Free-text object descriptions
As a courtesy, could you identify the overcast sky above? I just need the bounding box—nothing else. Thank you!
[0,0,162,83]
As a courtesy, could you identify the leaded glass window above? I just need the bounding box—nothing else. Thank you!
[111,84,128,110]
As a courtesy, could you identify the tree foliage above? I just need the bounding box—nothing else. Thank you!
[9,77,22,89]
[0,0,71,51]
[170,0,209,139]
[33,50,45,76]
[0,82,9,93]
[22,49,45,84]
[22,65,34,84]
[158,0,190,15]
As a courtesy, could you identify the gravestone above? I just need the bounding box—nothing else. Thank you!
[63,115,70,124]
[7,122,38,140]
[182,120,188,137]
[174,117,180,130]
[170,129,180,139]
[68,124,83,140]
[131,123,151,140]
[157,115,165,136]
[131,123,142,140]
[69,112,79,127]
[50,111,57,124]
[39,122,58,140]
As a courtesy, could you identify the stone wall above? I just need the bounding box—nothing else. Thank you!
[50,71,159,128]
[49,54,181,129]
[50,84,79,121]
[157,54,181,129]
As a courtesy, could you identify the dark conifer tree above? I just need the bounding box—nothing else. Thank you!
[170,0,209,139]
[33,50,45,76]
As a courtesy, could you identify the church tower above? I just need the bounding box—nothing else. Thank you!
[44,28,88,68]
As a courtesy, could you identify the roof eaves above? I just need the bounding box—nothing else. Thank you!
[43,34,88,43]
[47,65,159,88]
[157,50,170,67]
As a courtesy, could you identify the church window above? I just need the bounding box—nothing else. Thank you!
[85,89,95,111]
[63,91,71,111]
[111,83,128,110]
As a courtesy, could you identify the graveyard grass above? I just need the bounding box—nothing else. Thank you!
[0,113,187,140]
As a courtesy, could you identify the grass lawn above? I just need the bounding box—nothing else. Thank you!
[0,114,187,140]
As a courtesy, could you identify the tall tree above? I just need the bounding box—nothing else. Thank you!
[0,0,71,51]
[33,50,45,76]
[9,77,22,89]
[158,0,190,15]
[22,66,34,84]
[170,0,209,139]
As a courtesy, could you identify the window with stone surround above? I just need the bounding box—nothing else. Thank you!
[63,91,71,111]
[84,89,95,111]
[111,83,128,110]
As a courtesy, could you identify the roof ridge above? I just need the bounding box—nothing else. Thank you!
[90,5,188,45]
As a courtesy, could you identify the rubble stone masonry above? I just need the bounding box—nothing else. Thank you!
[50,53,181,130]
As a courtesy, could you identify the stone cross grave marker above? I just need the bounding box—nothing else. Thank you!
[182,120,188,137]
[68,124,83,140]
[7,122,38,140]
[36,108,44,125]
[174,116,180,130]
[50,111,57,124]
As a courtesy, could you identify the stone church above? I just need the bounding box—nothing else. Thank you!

**EXERCISE DIRECTIONS:**
Repeat all of the entries exactly.

**TASK SOLUTION:**
As a courtesy, could you identify the overcast sky above? I just need the bounding box—nothing else. Thank you!
[0,0,162,83]
As a courtesy, could you identify the leaded glass window above? I just need the bounding box—nothing else. Thank you!
[111,84,128,110]
As a courtesy, could you identify the tree foliage above? I just need the bounding box—nothing else. Thank you!
[9,77,22,89]
[0,0,71,51]
[170,0,209,139]
[33,50,45,76]
[0,82,9,93]
[22,49,45,84]
[22,65,34,84]
[158,0,190,15]
As a courtesy, could you identify the gravestone above? I just need the bounding box—nothing else. Thank you!
[63,115,70,124]
[7,122,38,140]
[182,120,188,137]
[174,117,180,130]
[170,129,180,139]
[68,124,83,140]
[131,123,151,140]
[157,115,165,136]
[131,123,142,140]
[69,112,79,127]
[50,111,57,124]
[39,122,58,140]
As a courtesy, could you identify the stone wall above? I just need the bounding box—nothing else. Thank you!
[50,71,159,128]
[49,54,181,129]
[50,84,79,121]
[157,54,181,129]
As a courtesy, could you identify the dark conifer tree above? I just need the bounding box—nothing else. Thank you!
[170,0,209,139]
[33,50,45,76]
As a courtesy, could you identify the church tower above? I just need the bounding box—nothing else. Thank you!
[44,28,88,68]
As a courtesy, could you identify the roof eaves above? I just need the bounding box—nothing else. Thank you!
[43,34,88,43]
[47,65,159,88]
[157,50,170,67]
As a courtesy, could you identify the church window above? I just need the bounding box—nothing else. Thank you!
[85,89,95,111]
[63,91,71,111]
[111,83,128,110]
As a courtesy, could you identify the graveyard grass above? I just need the bounding box—nothing else. Thank you!
[0,113,187,140]
As a courtesy, could you identify the grass lawn above? I just need the bounding box—nothing else. Thank you!
[0,114,187,140]
As a courtesy, could you identify the tall tree above? I just need the bounding box—nothing else. Thank you!
[0,0,71,51]
[33,50,45,76]
[9,77,22,89]
[158,0,190,15]
[22,66,34,84]
[170,0,209,139]
As a courtesy, could you identify the window with stone surround above? I just need the bounding box—nothing else. Thank you!
[63,91,71,111]
[84,89,95,111]
[111,83,128,110]
As a courtesy, could you identify the roof ridge above? I just need the bounding box—nothing else. Thank you!
[90,5,188,45]
As a courtesy, could you identify the rubble stone masonry above? I just need the bounding box—nothing else. Thank you!
[50,53,181,130]
As a courtesy, could you identify the stone cross grave marker above? I just need the bounding box—nothing else. Thank you!
[182,120,188,137]
[68,124,83,140]
[7,122,38,140]
[36,108,44,125]
[174,116,180,130]
[50,111,57,124]
As a courtesy, could you identify the stone church above? I just need the bounding box—nothing else. Thank you!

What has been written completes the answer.